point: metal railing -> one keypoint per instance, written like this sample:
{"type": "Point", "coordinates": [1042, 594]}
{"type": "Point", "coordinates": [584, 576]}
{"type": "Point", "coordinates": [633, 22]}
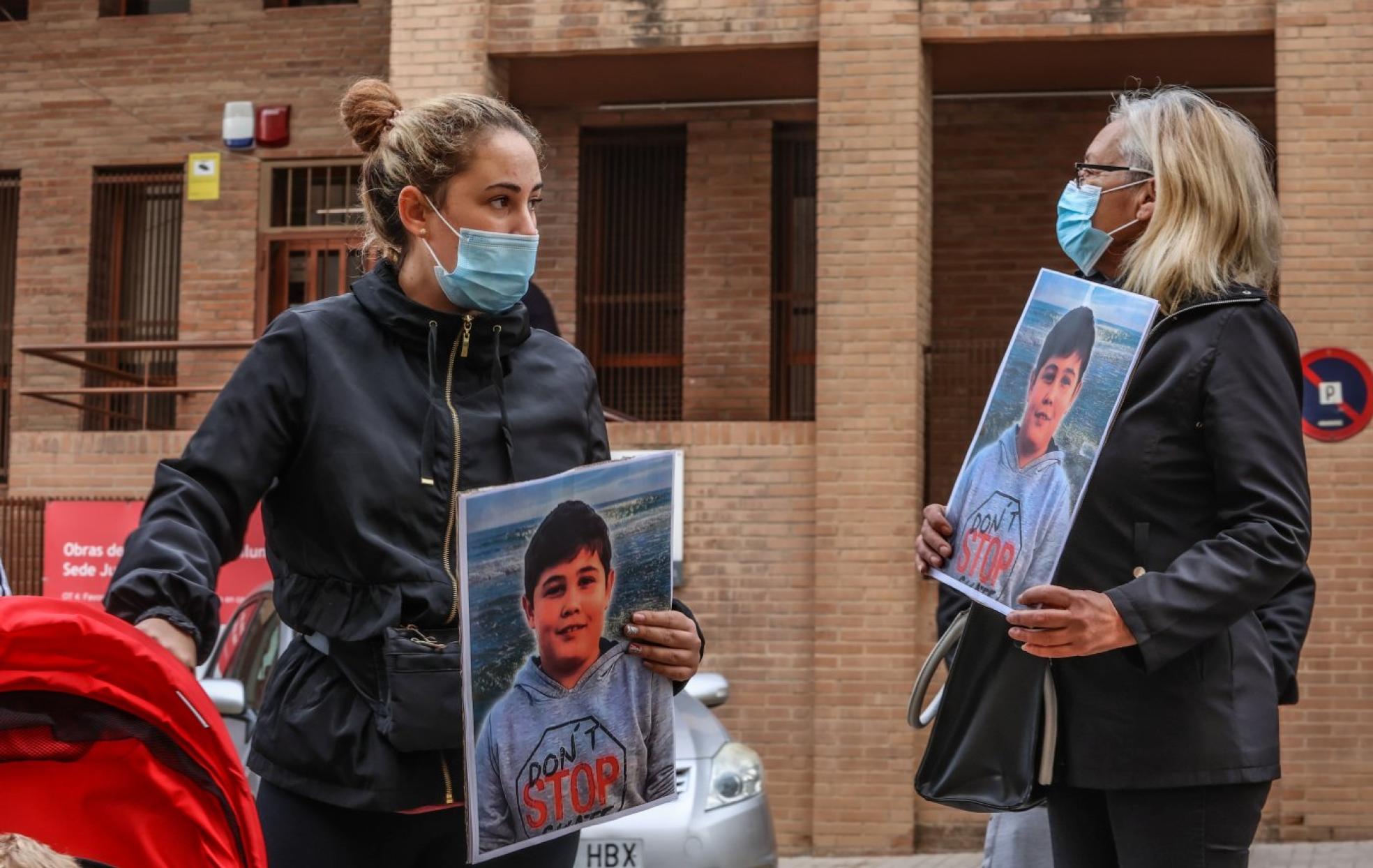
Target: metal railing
{"type": "Point", "coordinates": [144, 382]}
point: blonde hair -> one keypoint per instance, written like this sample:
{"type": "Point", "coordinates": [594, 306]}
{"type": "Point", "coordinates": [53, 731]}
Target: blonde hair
{"type": "Point", "coordinates": [22, 852]}
{"type": "Point", "coordinates": [425, 146]}
{"type": "Point", "coordinates": [1215, 220]}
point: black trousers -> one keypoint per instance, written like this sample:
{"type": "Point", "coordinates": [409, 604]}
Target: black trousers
{"type": "Point", "coordinates": [302, 832]}
{"type": "Point", "coordinates": [1184, 827]}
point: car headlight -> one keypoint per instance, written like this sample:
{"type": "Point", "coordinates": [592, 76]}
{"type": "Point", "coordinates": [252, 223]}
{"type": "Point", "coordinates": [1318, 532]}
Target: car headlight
{"type": "Point", "coordinates": [736, 774]}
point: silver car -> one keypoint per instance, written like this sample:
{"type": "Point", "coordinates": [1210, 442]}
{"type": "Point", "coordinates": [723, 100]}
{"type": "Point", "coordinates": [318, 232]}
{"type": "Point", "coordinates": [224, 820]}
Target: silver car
{"type": "Point", "coordinates": [721, 818]}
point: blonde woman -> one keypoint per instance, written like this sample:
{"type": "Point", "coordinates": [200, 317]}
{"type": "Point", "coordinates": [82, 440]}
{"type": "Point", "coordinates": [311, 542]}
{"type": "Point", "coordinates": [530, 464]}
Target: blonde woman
{"type": "Point", "coordinates": [1198, 514]}
{"type": "Point", "coordinates": [357, 421]}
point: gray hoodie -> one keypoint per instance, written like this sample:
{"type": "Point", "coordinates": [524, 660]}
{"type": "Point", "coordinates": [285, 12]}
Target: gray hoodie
{"type": "Point", "coordinates": [550, 757]}
{"type": "Point", "coordinates": [1010, 522]}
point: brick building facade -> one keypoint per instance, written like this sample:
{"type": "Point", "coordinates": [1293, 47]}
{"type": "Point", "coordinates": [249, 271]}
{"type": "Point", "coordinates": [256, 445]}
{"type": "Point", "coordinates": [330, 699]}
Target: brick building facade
{"type": "Point", "coordinates": [943, 132]}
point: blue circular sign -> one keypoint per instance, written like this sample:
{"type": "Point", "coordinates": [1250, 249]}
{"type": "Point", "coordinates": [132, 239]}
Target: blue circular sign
{"type": "Point", "coordinates": [1335, 398]}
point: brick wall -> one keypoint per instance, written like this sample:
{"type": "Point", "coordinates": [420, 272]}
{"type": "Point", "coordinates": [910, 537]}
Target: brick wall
{"type": "Point", "coordinates": [76, 465]}
{"type": "Point", "coordinates": [522, 27]}
{"type": "Point", "coordinates": [441, 47]}
{"type": "Point", "coordinates": [751, 578]}
{"type": "Point", "coordinates": [720, 179]}
{"type": "Point", "coordinates": [872, 294]}
{"type": "Point", "coordinates": [150, 89]}
{"type": "Point", "coordinates": [954, 20]}
{"type": "Point", "coordinates": [1326, 143]}
{"type": "Point", "coordinates": [727, 337]}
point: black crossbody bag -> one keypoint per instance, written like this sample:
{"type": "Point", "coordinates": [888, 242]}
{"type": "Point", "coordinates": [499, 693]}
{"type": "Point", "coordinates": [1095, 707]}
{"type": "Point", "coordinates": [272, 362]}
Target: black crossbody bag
{"type": "Point", "coordinates": [994, 720]}
{"type": "Point", "coordinates": [412, 679]}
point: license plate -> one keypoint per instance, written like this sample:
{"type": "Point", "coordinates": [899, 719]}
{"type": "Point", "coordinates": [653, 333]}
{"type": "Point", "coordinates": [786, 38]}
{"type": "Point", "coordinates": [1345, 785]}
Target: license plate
{"type": "Point", "coordinates": [610, 853]}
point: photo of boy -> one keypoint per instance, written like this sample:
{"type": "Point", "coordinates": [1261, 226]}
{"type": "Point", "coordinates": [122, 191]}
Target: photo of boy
{"type": "Point", "coordinates": [1012, 506]}
{"type": "Point", "coordinates": [585, 731]}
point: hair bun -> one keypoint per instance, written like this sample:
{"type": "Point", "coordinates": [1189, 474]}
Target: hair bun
{"type": "Point", "coordinates": [367, 110]}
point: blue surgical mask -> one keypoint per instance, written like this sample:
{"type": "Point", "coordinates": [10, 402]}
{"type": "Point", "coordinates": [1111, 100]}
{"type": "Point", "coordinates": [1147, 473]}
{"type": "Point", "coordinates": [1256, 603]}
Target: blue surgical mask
{"type": "Point", "coordinates": [492, 272]}
{"type": "Point", "coordinates": [1079, 239]}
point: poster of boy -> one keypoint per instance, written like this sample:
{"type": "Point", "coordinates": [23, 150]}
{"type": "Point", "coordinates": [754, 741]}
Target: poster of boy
{"type": "Point", "coordinates": [1055, 397]}
{"type": "Point", "coordinates": [563, 728]}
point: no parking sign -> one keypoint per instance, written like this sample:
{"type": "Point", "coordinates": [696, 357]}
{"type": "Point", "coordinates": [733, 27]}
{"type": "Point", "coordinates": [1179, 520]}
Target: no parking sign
{"type": "Point", "coordinates": [1335, 400]}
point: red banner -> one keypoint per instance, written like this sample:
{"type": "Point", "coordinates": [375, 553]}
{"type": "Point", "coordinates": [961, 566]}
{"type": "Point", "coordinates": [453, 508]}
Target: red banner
{"type": "Point", "coordinates": [83, 541]}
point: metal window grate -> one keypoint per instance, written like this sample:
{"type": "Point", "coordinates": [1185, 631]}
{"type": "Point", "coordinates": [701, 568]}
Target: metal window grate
{"type": "Point", "coordinates": [8, 265]}
{"type": "Point", "coordinates": [133, 292]}
{"type": "Point", "coordinates": [794, 272]}
{"type": "Point", "coordinates": [119, 8]}
{"type": "Point", "coordinates": [631, 267]}
{"type": "Point", "coordinates": [323, 195]}
{"type": "Point", "coordinates": [959, 377]}
{"type": "Point", "coordinates": [282, 4]}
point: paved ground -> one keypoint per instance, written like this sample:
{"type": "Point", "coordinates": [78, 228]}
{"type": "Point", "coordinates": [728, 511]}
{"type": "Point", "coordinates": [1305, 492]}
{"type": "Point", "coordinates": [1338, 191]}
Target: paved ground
{"type": "Point", "coordinates": [1346, 855]}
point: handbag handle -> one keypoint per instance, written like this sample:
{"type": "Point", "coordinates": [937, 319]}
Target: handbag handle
{"type": "Point", "coordinates": [916, 716]}
{"type": "Point", "coordinates": [1049, 743]}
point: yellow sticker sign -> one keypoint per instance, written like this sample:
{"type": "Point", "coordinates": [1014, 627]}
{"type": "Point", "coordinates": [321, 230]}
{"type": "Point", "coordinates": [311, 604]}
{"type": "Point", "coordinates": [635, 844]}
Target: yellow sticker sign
{"type": "Point", "coordinates": [202, 177]}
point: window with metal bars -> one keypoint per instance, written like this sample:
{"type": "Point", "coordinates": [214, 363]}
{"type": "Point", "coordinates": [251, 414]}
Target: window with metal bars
{"type": "Point", "coordinates": [310, 235]}
{"type": "Point", "coordinates": [315, 195]}
{"type": "Point", "coordinates": [794, 272]}
{"type": "Point", "coordinates": [282, 4]}
{"type": "Point", "coordinates": [631, 267]}
{"type": "Point", "coordinates": [8, 264]}
{"type": "Point", "coordinates": [120, 8]}
{"type": "Point", "coordinates": [133, 294]}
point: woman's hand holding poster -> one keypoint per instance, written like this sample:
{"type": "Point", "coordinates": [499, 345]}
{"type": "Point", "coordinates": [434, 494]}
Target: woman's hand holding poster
{"type": "Point", "coordinates": [1055, 397]}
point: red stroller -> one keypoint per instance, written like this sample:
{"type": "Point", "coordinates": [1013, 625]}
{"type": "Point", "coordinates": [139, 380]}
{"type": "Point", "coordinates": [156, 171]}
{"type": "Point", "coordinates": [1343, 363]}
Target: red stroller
{"type": "Point", "coordinates": [110, 750]}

**Requirements:**
Beginning with the line that contains "point: window with", quote each line exactly through the last line of the entries above, and nothing beyond them.

**Output:**
point: window with metal bars -> one keypoint per instance, written like this sample:
{"type": "Point", "coordinates": [214, 363]}
{"type": "Point", "coordinates": [251, 414]}
Target: window with metal bars
{"type": "Point", "coordinates": [310, 235]}
{"type": "Point", "coordinates": [315, 195]}
{"type": "Point", "coordinates": [794, 272]}
{"type": "Point", "coordinates": [282, 4]}
{"type": "Point", "coordinates": [631, 267]}
{"type": "Point", "coordinates": [8, 264]}
{"type": "Point", "coordinates": [120, 8]}
{"type": "Point", "coordinates": [133, 294]}
point: woman's hand holding poster -> one keypoint per instance, written like this sample:
{"type": "Point", "coordinates": [499, 345]}
{"type": "Point", "coordinates": [434, 494]}
Target: woman's hand holding poster
{"type": "Point", "coordinates": [1055, 397]}
point: red stroller -> one keypoint per instance, written like this sample:
{"type": "Point", "coordinates": [1013, 625]}
{"type": "Point", "coordinates": [139, 380]}
{"type": "Point", "coordinates": [156, 171]}
{"type": "Point", "coordinates": [1343, 363]}
Target: red stroller
{"type": "Point", "coordinates": [110, 750]}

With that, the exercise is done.